> _Selected excerpt_:
A Christmas Social Media Post from 1818
Social media Christmas is a thing. From Twitter to Reddit to Facebook, today’s youth do comment about Christmas. The social media of today is building a wonderful record of their thoughts about Christmas and that record will be available for their grandchildren to read in the future.
Too bad we don’t have the same thing from the teenagers of the past, eh?
Who says we don’t? In our ongoing research of Christmas past on many topics we frequently stumble upon little gems of Christmas we never expect to see. The images of this post are such a gem.
They show an incredible newspaper record from the year 1818.
It is written by a student of the Windsor Female Academy of Windsor, Vermont and it appeared in the Vermont Republican on August 18th, 1818.
We don’t know her name and we don’t know why she, of all people, made the newspaper. But thanks to modern efforts in both technology and archiving, we know her thoughts.
There are some incredible facts behind this find.

> _Required tasks_:
A - According to the Christmas post passage, in which newspaper did the student's writing appear, and on what date?
B - Revise the Christmas post passage from "A Christmas Social" up to and including "the year 1818.", replacing "youth" with "young people".
The material comes from a source other than the Christmas post passage.

> _Data shown_:

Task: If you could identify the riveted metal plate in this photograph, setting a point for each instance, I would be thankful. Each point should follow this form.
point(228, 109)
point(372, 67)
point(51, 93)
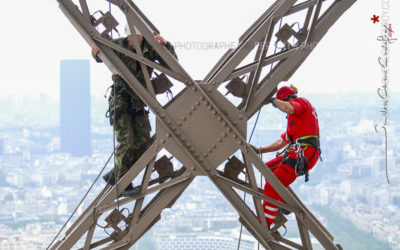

> _Expected responses_:
A - It appeared in the Vermont Republican on August 18th, 1818.

B -
A Christmas Social Media Post from 1818
Social media Christmas is a thing. From Twitter to Reddit to Facebook, today’s young people do comment about Christmas. The social media of today is building a wonderful record of their thoughts about Christmas and that record will be available for their grandchildren to read in the future.
Too bad we don’t have the same thing from the teenagers of the past, eh?
Who says we don’t? In our ongoing research of Christmas past on many topics we frequently stumble upon little gems of Christmas we never expect to see. The images of this post are such a gem.
They show an incredible newspaper record from the year 1818.